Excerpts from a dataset
= = = =

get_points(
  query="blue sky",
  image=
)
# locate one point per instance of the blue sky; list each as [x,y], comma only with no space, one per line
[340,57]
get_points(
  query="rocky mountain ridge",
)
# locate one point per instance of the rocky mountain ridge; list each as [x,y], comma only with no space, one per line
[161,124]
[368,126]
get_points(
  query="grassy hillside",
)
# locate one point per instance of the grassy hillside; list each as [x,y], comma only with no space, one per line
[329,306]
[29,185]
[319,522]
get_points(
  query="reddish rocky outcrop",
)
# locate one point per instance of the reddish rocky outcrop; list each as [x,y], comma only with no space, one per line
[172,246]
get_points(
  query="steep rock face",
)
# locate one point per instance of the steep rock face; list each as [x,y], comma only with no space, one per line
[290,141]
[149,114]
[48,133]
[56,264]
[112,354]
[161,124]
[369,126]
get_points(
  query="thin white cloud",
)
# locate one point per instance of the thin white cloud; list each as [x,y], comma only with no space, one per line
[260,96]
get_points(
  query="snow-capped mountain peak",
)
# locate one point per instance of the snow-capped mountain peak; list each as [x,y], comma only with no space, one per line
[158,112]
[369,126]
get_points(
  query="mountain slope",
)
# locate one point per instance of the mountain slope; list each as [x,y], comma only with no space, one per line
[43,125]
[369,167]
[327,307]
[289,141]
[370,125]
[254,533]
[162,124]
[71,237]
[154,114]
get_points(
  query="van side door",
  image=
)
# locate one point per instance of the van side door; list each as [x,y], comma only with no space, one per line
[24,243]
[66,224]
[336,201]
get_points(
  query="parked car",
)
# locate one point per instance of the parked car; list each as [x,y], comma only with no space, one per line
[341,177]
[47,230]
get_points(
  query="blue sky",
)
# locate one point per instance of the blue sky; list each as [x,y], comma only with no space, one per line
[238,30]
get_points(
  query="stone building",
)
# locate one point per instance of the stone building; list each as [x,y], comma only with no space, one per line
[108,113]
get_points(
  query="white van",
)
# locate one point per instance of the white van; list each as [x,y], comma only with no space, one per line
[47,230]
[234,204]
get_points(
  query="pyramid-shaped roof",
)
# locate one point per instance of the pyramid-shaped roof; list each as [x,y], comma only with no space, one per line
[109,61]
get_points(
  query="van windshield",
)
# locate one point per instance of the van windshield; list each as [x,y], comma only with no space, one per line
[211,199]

= = = =

PROBLEM DETAILS |
Without leaving anything out, output all of the data above exactly.

WRITTEN SOLUTION |
get_points(
  query="blue sky",
  image=
)
# locate one point per instance of the blue sky; list each as [x,y], comma only with no space, one per line
[340,57]
get_points(
  query="rocky mountain ridge",
)
# locate one point per instance of the rocky mountain ridge; list each as [x,y], comma only with no space, one per line
[161,124]
[368,126]
get_points(
  query="grassy hillside",
)
# locate one point per instance of the grassy hillside; list each as [x,y], comma only with no space, one per line
[329,306]
[29,185]
[319,522]
get_points(
  query="reddish rocky outcrop",
)
# locate one point per instance of the reddish rocky outcrop; list each as [x,y], comma only with no space, one per line
[172,246]
get_points(
  query="steep rock face",
)
# locate one point per instance of the steep rock face; list each as [x,y], comma only with no space, one per line
[290,141]
[149,114]
[48,133]
[56,264]
[112,354]
[161,124]
[369,126]
get_points(
  query="thin white cloud",
)
# locate one point per instance of the thin white cloud; list each as [x,y], comma only with no space, one per line
[260,96]
get_points(
  query="snow-capped mountain peak",
)
# locate one point per instance of the snow-capped mountain peak; list each as [x,y], comma only with no space, one per line
[158,112]
[369,126]
get_points(
  query="mountain slope",
)
# locate one point per instance of the mountain slope; list each as [x,y], comma only with no space, one per line
[43,125]
[369,167]
[327,307]
[289,141]
[370,125]
[254,533]
[162,124]
[71,237]
[154,114]
get_points(
  query="van side door",
  image=
)
# locate one point per instance of the van side door; list each as [x,y], comma only with no space, one per line
[24,243]
[66,224]
[336,201]
get_points(
  query="parked car",
)
# locate one point per instance of the parked car; list each as [x,y], comma only with no space, one per line
[341,177]
[47,230]
get_points(
  query="blue sky",
)
# locate one point per instance of the blue sky; list each as [x,y], comma only with no space, one per line
[238,30]
get_points(
  query="stone building",
)
# locate one point per instance of the stone building; list each as [x,y], comma only with no space, one per line
[108,113]
get_points(
  query="white van",
)
# locate one point per instance of the white van; list each as [x,y], comma only with no space, one per line
[47,230]
[234,204]
get_points(
  query="pyramid-shaped roof",
)
# locate one point per instance of the pyramid-shaped roof; list each as [x,y], comma only with no space, one per line
[109,61]
get_points(
  query="van windshield",
)
# locate one point per instance of the van windshield; list each as [x,y], comma only with no space, one per line
[211,199]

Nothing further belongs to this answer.